There is a world of difference between reading about something and actually doing it. So, after watching Jean-René Gauthier’s webinar on predictive modeling for customer lifetime value (CLV) last year, we at Prowess decided to try it on our own data to see what we could learn hands-on. Primarily, we learned a lot about getting probabilistic models to work and how to interpret predictive CLV. Let’s look closer at what that means.
What Is Predictive Customer Lifetime Value?
CLV seeks to forecast the total net profit that a business can expect over its entire future relationship with a given customer. The motivation for making these forecasts is that businesses logically want to focus their money and effort on cultivating their most profitable customer relationships.
Most models for calculating CLV come down to multiplying a customer’s profit margin for a business by a retention rate and a discount rate for future cash flows from that customer. But prediction is hard, especially about the future.[i] Discounting future payment from customers is not particularly difficult, but deciding on a retention rate for each customer can be difficult.
A little mathematical sophistication can go a long way toward modeling customer retention for the future. Dr. Gauthier’s webinar focused on using a Pareto/negative binomial distribution (NBD) model for future customer retention. In essence, this model uses a weighted coin flip to determine whether or not a customer continues its relationship with a business (the Pareto part of the model) and a die toss to project how many times a given customer will buy from a business in the future (the NDB portion of the model).[ii] These two probabilistic models thus helps us predict how often a customer will spend. (The model also used a gamma-gamma distribution to predict how much a customer would spend with each purchase.)
What We Learned (the Hard Way)
Dr. Gauthier provided an excellent tutorial associated with the webinar that used the CDNOW dataset.[iii] As with most tutorials, what looked easy in the webinar was a lot tougher (and more fulfilling) once we attempted to expand on it with our own customer data.
While we learned a number of nuts-and-bolts details doing an analysis like this for the first time, three big lessons stand out.
1. Stan can be prickly
Because we have no way to really know the parameters for the several probability distribution functions used in this model, we had to estimate them. That is where Stan came in. Stan is a probabilistic programming language that enabled us to approximate these distributions through a technique called Markov chain Monte Carlo (MCMC). This technique essentially uses a random-walk algorithm to model the distribution and then sample from it.
A challenge we ran into was getting the MCMC approximations of the distributions to converge. Because we were working with random-walk approximations of these distributions, we had to get estimations sufficiently close to the real thing within a certain number of iterations of the MCMC algorithm. This didn’t always happen. Fixing this involved changing the parameters’ hyperprior distributions used in the MCMC approximations (even between individual runs of the models)—sometimes several times in order to get the MCMCs to converge.
2. Run varying numbers of iterations
While we are (still) fine-tuning our model to find out what the right balance is between accuracy and computational time, we’ve found that running only 1,000 iterations of the Stan algorithms doesn’t provide the accuracy we want. We’ve also found that running several thousand iterations produces results that are more accurate, but it takes much longer to run.

• [Extracted information]:
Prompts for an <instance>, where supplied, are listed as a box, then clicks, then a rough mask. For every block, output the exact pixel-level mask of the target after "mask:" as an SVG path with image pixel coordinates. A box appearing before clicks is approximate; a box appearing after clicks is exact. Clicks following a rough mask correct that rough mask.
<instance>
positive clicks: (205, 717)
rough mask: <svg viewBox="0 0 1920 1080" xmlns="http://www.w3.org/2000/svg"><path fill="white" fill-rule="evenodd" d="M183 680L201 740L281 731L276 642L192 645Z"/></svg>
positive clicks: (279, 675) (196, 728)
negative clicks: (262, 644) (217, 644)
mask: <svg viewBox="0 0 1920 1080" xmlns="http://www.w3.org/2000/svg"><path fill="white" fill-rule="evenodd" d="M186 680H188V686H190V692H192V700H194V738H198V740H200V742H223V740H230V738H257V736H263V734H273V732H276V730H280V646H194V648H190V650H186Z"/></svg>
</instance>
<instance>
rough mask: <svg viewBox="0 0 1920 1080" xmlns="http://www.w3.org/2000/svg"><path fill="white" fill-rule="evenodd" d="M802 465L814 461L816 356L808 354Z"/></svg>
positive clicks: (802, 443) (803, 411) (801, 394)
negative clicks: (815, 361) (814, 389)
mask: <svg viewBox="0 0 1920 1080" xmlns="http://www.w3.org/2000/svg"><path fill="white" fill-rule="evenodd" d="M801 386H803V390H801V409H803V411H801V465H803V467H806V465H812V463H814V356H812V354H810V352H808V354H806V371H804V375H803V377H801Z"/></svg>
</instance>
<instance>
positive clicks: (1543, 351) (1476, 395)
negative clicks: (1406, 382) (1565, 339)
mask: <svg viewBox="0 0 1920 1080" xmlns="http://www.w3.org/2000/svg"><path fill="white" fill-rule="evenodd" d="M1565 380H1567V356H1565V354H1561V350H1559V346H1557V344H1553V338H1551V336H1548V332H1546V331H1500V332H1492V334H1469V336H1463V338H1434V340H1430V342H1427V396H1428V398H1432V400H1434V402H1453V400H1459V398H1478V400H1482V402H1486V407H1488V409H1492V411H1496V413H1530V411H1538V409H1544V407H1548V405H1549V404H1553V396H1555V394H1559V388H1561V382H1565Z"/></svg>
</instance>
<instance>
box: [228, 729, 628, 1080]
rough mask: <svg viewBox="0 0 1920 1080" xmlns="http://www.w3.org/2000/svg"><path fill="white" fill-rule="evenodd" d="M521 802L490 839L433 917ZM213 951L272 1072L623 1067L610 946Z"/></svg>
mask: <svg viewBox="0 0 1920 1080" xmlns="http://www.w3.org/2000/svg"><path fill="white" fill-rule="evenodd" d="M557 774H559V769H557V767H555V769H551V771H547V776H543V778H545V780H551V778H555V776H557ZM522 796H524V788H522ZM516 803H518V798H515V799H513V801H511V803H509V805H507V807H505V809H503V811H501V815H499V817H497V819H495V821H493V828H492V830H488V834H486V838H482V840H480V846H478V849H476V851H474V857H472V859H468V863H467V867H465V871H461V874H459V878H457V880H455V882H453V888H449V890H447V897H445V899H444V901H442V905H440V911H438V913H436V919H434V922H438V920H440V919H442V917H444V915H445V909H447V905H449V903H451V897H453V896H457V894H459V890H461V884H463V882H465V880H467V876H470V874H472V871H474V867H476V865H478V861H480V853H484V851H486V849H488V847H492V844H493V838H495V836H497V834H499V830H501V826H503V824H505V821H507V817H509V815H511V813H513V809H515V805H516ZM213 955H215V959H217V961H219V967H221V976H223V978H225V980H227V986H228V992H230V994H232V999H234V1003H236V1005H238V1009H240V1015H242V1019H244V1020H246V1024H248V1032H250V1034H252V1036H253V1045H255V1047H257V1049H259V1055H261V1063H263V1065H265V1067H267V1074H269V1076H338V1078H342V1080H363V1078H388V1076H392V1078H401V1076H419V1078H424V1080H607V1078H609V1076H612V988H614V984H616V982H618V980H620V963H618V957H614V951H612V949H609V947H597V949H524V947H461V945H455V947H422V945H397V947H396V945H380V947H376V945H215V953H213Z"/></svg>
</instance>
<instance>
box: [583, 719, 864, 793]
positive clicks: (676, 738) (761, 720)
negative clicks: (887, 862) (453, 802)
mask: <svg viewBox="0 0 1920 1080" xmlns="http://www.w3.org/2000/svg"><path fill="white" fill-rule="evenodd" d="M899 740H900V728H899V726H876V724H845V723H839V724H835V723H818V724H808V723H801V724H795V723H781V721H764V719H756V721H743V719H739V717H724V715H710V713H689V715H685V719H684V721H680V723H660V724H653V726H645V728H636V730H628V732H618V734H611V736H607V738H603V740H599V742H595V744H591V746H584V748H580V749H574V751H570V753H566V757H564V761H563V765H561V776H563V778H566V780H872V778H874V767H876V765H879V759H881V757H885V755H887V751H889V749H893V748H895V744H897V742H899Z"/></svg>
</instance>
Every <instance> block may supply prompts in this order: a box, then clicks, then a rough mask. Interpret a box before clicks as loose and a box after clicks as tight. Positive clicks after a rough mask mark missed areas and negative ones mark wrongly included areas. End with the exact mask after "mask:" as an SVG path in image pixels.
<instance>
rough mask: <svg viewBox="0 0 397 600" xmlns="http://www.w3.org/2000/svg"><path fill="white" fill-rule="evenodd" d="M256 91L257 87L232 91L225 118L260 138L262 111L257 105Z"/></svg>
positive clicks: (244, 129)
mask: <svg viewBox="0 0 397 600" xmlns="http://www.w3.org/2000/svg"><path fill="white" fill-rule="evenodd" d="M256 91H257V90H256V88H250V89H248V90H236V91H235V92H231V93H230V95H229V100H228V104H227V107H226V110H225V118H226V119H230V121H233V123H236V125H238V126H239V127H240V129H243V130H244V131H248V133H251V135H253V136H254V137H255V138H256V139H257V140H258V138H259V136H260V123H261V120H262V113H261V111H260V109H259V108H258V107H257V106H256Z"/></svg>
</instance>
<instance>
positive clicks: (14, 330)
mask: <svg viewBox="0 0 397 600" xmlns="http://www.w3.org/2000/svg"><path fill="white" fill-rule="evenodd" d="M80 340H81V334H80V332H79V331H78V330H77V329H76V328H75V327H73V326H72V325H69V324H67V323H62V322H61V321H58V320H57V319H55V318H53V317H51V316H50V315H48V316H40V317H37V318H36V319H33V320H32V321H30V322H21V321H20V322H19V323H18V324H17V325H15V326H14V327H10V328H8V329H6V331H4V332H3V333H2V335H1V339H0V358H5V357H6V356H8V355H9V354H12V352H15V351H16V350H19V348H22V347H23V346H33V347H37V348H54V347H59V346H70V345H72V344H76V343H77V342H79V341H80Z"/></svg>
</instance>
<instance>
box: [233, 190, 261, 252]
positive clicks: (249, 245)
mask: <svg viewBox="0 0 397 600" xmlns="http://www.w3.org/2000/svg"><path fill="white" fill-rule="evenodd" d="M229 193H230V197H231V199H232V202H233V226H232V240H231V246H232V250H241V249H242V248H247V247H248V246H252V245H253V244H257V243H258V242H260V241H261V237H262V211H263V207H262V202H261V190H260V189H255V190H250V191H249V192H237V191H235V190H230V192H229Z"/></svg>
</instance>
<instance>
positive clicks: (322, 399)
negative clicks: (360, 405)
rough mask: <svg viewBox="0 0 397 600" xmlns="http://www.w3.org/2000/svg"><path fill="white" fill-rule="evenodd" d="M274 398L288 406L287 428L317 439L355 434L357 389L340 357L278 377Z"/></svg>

• [Apply what you read]:
a – In the article on predictive customer lifetime value, what technique did Stan use to approximate the probability distributions?
b – List every abbreviation that the article on predictive customer lifetime value spells out in full, giving each with its expanded form.
c – Write the next paragraph of the article on predictive customer lifetime value, picking up after its final sentence.
The material has no connection to the article on predictive customer lifetime value.

• [Solved problems]:
a – Markov chain Monte Carlo (MCMC).

b –
- CLV: customer lifetime value
- NBD: negative binomial distribution
- MCMC: Markov chain Monte Carlo

c –
In general, allowing the Stan algorithms more iterations should provide more accurate estimations of your probability distributions. We found this to be true: anything over 2,000 iterations provided incrementally better predictive results than 2,000 iterations did. However, running only 1,000 iterations consistently provided better results than 2,000 or more iterations. We don’t have an explanation for this, but we can report our experience: if some is good, more is not necessarily better.
3. Visualization matters
Prowess has many clients, each running multiple projects of different sizes with us. This means that individual “purchases” from clients can vary wildly in size. While this doesn’t pose a challenge for modeling CLV with them, it can make visualizing the results tricky: the scales involved can mask variations among smaller purchases and can hide the true scale of predictive accuracy (or inaccuracy) for larger numbers. In our case, logarithmic scaling for our visualizations proved essential.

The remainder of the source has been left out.